■ Work instructions:
Starting at the line that contains "Scouting pass: put a marker on the man on" and continuing through the end of the material below, rewrite those lines as a numbered list and skip any blank lines.

■ Data for processing:
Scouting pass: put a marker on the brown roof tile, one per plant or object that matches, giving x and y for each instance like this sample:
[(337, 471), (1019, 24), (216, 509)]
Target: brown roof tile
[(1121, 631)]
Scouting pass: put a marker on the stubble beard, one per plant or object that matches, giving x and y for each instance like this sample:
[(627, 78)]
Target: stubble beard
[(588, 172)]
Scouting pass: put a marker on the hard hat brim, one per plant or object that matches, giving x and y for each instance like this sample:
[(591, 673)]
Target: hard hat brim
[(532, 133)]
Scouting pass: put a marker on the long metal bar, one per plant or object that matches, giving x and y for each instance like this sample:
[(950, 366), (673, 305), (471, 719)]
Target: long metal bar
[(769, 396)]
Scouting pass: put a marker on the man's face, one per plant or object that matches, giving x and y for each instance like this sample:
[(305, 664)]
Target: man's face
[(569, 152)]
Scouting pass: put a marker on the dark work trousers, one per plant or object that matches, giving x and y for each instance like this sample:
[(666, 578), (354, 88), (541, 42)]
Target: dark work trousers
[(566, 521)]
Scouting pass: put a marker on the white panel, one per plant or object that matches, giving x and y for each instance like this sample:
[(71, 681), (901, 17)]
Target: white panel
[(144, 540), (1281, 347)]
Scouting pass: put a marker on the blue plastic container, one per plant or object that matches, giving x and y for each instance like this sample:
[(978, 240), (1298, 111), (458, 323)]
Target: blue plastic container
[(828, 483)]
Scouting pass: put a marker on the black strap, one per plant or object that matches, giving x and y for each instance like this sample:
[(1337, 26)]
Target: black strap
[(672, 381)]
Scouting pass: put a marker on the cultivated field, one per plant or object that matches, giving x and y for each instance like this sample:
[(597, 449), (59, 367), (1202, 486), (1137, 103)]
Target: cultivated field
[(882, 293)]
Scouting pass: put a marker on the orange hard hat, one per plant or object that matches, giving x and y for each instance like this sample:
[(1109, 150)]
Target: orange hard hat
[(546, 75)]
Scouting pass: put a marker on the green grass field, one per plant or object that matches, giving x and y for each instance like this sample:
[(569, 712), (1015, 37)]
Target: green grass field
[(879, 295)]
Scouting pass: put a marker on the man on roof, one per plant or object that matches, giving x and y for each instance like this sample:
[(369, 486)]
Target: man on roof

■ Completed task:
1. Scouting pass: put a marker on the man on roof, one per plant or object that matches, giving x and y for each instance like this sample:
2. [(369, 486)]
3. Target: man on roof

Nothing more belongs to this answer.